* **DIRECTIONS FOR THIS TASK**
The data below needs to be returned exactly, line for line.

— Start of RECORDED DATA —

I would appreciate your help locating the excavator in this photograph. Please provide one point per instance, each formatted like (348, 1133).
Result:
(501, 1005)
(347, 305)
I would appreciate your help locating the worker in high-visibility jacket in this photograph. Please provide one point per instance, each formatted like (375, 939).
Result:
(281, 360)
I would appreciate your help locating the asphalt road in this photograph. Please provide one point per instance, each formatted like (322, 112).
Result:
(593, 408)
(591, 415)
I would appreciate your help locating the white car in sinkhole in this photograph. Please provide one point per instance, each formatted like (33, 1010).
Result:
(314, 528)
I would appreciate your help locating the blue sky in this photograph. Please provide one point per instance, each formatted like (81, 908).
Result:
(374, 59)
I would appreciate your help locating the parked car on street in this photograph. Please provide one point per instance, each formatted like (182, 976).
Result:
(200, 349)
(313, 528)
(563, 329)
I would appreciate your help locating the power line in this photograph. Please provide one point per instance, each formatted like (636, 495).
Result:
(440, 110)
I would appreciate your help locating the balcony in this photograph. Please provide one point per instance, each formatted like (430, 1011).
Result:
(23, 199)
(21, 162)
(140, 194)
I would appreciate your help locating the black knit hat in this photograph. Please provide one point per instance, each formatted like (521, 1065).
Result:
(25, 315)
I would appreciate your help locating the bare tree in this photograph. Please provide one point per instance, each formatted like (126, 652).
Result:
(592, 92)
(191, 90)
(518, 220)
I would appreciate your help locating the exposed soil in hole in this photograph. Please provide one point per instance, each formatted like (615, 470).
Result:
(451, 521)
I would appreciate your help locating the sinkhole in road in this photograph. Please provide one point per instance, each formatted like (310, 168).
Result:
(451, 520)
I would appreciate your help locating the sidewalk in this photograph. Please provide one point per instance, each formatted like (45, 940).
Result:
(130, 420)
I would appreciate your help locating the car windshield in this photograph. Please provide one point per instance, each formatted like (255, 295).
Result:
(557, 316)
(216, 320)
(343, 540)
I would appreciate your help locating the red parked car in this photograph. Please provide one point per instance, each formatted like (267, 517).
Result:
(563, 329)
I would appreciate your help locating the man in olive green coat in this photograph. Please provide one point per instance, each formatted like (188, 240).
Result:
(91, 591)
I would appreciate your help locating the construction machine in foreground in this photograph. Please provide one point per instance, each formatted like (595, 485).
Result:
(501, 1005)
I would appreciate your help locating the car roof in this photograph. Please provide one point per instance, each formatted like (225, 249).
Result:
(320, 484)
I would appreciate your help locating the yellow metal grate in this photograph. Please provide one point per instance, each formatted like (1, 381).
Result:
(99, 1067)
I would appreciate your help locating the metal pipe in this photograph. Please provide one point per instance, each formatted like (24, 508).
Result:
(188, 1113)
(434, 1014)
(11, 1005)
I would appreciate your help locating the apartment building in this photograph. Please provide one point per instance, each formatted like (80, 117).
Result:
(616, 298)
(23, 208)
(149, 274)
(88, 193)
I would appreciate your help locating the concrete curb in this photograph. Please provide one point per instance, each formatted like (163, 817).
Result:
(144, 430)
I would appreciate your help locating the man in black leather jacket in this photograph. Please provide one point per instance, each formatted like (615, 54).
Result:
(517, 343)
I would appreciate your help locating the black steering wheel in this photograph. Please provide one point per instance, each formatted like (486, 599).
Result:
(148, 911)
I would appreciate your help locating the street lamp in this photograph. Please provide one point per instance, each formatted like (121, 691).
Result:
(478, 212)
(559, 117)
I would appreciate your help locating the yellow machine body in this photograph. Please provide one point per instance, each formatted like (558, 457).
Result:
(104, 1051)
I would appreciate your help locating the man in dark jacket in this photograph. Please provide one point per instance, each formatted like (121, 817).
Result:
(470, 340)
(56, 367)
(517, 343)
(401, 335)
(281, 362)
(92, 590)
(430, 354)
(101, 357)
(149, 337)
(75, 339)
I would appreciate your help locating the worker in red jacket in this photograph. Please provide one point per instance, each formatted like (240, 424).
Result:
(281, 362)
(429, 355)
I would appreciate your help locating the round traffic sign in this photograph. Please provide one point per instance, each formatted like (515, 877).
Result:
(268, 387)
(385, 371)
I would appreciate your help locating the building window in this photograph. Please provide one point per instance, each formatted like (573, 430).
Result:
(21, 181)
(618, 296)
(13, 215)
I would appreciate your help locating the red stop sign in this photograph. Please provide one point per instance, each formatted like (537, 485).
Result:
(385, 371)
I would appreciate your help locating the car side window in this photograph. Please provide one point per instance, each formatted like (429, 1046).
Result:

— End of RECORDED DATA —

* **THE RESPONSE**
I would appreciate your help locating the excavator in this photograph. Please provide one point per instance, each formatted like (348, 1133).
Result:
(501, 1005)
(347, 305)
I would appreciate your help locating the worker in high-visibility jacket in this photograph. Please provide one point per instance, each formatted like (375, 939).
Result:
(281, 360)
I would appreciate your help locating the asphalt road in this photograph. Please provide one point per instance, each formatted like (322, 112).
Result:
(593, 408)
(591, 415)
I would appreciate your help locating the white car in sinkhole in this photograph. Please provide one point per instance, each formatted like (33, 1010).
Result:
(314, 528)
I would appreciate your help locating the blue sky in this photograph. Please provide one point per instance, each formatted like (81, 908).
Result:
(374, 59)
I would appreciate your help locating the parked car on street in this photograph. Please provide one point per instance, each formatted like (182, 976).
Result:
(200, 349)
(313, 528)
(563, 329)
I would appreciate your help locating the power line in this photograph. Please provide one point per instance, each formatted like (636, 495).
Result:
(440, 110)
I would appreciate your help locating the balcony in this photograph. Please provide one point per instance, each formatted like (430, 1011).
Result:
(23, 199)
(21, 162)
(140, 194)
I would appreciate your help locating the black knit hat in this photograph. Please provide one point per instance, each formatted like (521, 1065).
Result:
(25, 315)
I would appreciate your help locating the bare tree in this photograph. Please provide one point per instance, each formatted like (126, 652).
Result:
(592, 92)
(191, 90)
(518, 220)
I would appreciate your help locating the exposed soil in hole in this photograph. Please provide one point per instance, each formatted like (615, 470).
Result:
(451, 521)
I would appreciate your help locating the sinkhole in road in this photograph. Please provide one point per instance, each formatted like (310, 168).
Result:
(451, 520)
I would appreciate your help locating the sidewalk in this photograph. Please provide one point per instance, each formatted like (45, 940).
Result:
(130, 420)
I would appreciate your help locating the car windshield in this photograph. Please provide one point per instance, each formatted like (255, 295).
Result:
(557, 316)
(216, 320)
(343, 540)
I would appreciate your help locating the red parked car in this photograph. Please provide one point per instance, each formatted like (267, 517).
Result:
(563, 329)
I would appreciate your help locating the man in olive green coat in this photograph. Please provide one point per instance, each formatted like (188, 240).
Result:
(91, 591)
I would appreciate your help locating the construction machine in foreground in this photograph. Please provide one point per instance, each formatted like (595, 485).
Result:
(501, 1005)
I would appreciate your help locating the car roof in this photograph. Please provide one point per instance, each formatted like (225, 249).
Result:
(320, 484)
I would appreciate your help locating the yellow metal grate in this photograph. Please provide one point per instance, each formatted like (1, 381).
Result:
(99, 1067)
I would appreciate your help locating the metal pipe in this photograph. Please provide one point per instance, each formatted like (24, 508).
Result:
(188, 1113)
(434, 1014)
(11, 1005)
I would appreciate your help locating the apartment building in this photograph. Please provide one point per instance, each formatted like (80, 117).
Result:
(616, 298)
(23, 208)
(149, 274)
(88, 193)
I would appreciate your help locating the concrete curb in this photograph. Please provide one point per instance, each formatted like (163, 817).
Result:
(144, 430)
I would appreciate your help locating the man in black leather jacket in this photograph. Please provide one point per instance, each formatted like (615, 54).
Result:
(517, 343)
I would appreciate your help locating the black steering wheel in this photograph. Please provide one point per instance, each formatted like (486, 599).
Result:
(148, 911)
I would appreciate your help locating the street lamp in this photograph. Please provide one point per instance, each formatted like (121, 691).
Result:
(478, 212)
(559, 117)
I would appreciate your help locating the yellow machine body in this photograph. Please provide one point per instance, each formatted like (558, 457).
Result:
(104, 1051)
I would appreciate your help locating the man in dark jacket in this photograph. Please provide one point per instance, each formatted like (121, 817).
Result:
(470, 340)
(56, 367)
(517, 343)
(401, 335)
(281, 362)
(92, 590)
(430, 354)
(101, 357)
(149, 337)
(75, 339)
I would appreciate your help locating the worker in red jacket in this photograph. Please provide one point per instance, each formatted like (240, 424).
Result:
(281, 362)
(429, 355)
I would appreciate your help locating the round traffic sign in this photograph. Please provide one point per instance, each formatted like (515, 877).
Result:
(268, 387)
(385, 371)
I would appreciate your help locating the building window in this photograph. Please provide one point per instance, each formatted like (573, 430).
Result:
(21, 181)
(618, 296)
(13, 215)
I would appreciate your help locating the red stop sign in this photograph. Please provide one point per instance, each formatted like (537, 485).
Result:
(385, 371)
I would appreciate your help locating the car side window in this photograph. Please provide one point per instance, each formatted like (429, 1046).
Result:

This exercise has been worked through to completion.